Kutipan Teks:
---

3.  Bagaimanakah hukumnya shalat jum’at tanpa mustauthin dan mukimin.
       Shalat jum’at tanpa mustauthin dan mukimin hukumnya tidak wajib dan juga tidak sah. Dasar pengambilan hukum antara lain dari :
Kitab Tuhfah al-Thullab (Asy Syarqowi ) juz : 1  262

وثانيها اقامتها باربعين ولو بالامام مسلما مكلفا حرا ذكرا للاتباع رواه البيهقى
Dan keduanya (syarat wajib jum’at) adalah mendirikan Sholat Jum’at dengan jumlah 40 orang, meskipun imam disertakan yang beragama Islam, mukallaf, merdeka, dan leleki karena mengikuti Sunnah Nabi.

 وغيره مع خبر صلوا كما رايتموني اصلى متوطنا بمحل الجمعة لايظعن شتا ء ولاصيفا الالحاجةلانه صلى الله عليه وسلم لم يجمع بحجة الوداع مع عزمه على الاقامة اياما لعدم التوطن وكان يوم عرفة
 فيها يوم جمعةوصلى بها الظهر والعصر تقديما رواه مسلم[1]
       Sholatlah kamu sebagaimana kamu melihat aku melakukan shalat dalam keadaan menetap pada tempat jum’atan yang tidak pergi pada musim dingin dan panas melainkan karena ada hajat. Karena Nabi saw tidak melaksanakan sholat jum’at pada waktu haji wada’, yang azamnya mukim beberapa hari, karena tidak menetap tempat tinggalnya. Padahal hari Arafah, hari jum’at tapi beliau sholat dhuhur dan ashar dijama’ Taqdim (HR. Muslim)
Shalat  jumat yang dilakukan oleh orang-orang yang mukim atau musafir seperti karyawan pabrik/ perusahaan atau seorang mahasiswa adalah sah jika tempat melakukan salat jumat tersebut sah menurut syarat-syarat yang telah ditentukan oleh syari’at islam. Akan tetapi mereka ini tidak sah dijadikan hitungan sebagai ahli jumat ditempat melakukan shalat jumat tersebut.

---

Baris Data:
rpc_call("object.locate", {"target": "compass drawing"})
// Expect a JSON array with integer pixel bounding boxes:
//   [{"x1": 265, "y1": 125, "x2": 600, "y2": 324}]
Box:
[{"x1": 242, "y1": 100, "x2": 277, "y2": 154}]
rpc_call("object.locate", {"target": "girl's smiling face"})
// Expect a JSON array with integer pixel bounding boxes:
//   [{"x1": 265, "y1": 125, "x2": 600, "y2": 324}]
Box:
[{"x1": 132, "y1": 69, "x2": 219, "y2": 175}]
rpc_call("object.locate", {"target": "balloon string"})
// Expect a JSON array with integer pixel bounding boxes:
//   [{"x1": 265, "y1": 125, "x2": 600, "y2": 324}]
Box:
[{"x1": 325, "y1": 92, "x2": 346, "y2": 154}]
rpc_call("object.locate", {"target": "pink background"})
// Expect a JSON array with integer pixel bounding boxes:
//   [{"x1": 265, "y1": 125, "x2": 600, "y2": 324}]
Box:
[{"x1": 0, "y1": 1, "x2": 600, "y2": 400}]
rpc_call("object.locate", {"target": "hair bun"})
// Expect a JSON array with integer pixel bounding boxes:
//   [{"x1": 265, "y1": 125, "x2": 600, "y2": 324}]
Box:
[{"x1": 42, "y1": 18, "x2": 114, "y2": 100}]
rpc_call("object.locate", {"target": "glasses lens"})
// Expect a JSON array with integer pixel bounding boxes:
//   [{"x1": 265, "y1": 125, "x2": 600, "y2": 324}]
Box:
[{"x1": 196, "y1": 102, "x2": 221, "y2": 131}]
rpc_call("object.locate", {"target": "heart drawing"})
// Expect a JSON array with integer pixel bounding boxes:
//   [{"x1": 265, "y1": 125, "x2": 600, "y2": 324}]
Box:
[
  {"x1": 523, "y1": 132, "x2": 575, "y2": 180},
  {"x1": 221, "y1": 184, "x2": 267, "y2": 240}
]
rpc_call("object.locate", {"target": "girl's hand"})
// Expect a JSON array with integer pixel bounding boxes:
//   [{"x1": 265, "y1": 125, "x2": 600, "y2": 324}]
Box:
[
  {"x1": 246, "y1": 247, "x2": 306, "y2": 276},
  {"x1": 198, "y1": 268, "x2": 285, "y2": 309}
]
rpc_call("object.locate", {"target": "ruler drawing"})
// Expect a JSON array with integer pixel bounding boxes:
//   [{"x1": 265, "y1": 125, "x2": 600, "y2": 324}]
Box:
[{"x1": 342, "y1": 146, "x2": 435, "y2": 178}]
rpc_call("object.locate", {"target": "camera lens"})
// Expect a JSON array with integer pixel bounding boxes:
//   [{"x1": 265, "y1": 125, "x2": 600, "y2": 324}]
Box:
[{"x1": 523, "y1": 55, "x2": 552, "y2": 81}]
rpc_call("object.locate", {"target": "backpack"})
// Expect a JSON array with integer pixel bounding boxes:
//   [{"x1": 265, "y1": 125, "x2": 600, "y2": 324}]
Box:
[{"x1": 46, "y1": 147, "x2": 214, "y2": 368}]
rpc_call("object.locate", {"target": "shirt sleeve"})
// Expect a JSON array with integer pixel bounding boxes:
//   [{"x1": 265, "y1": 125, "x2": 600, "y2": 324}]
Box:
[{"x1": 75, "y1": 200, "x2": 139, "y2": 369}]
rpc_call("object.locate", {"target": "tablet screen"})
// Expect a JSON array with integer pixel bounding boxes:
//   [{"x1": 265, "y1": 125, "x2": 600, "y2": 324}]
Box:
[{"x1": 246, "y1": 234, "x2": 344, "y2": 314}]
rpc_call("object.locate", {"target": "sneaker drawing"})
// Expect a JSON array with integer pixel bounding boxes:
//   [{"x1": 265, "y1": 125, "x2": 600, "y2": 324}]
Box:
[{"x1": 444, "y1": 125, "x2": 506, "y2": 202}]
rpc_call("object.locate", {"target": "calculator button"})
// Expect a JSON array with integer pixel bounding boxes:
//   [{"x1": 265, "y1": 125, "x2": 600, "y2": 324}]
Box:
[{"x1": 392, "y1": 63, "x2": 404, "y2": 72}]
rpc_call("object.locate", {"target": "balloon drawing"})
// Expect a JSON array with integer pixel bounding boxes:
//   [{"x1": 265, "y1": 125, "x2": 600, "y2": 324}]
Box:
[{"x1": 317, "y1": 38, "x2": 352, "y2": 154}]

---

Latihan: Teruskan uraian tentang hukum shalat Jumat tanpa mustauthin dan mukimin, dimulai setelah kalimat terakhirnya.

Hasil Tugas:
     Mengenai shalat jumat yang diadakan di sekolah/ kampus atau lingkngan pabrik, selama ahli jumatnya yang terdiri dari orang-orang yang mustautin ada sejumlah 40 orang (menurut madzhab Syafi’i) laki-laki, orang merdeka bukan budak, sehat pendengarannya dan semua dapat membaca al quran dengan benar, dan meskipun hari libur bertepatan dengan hari jumat, salat jumat ditempat tersebut tetap ada (tidak diliburkan). Sedangkan tempatnya cukup jauh dengan tempat mendirikan salat jumat yang lain(minimal 1666 m, menurut keputusan muktamar NU), maka mendirikan salat jumat ditempat tersebut adalah sah.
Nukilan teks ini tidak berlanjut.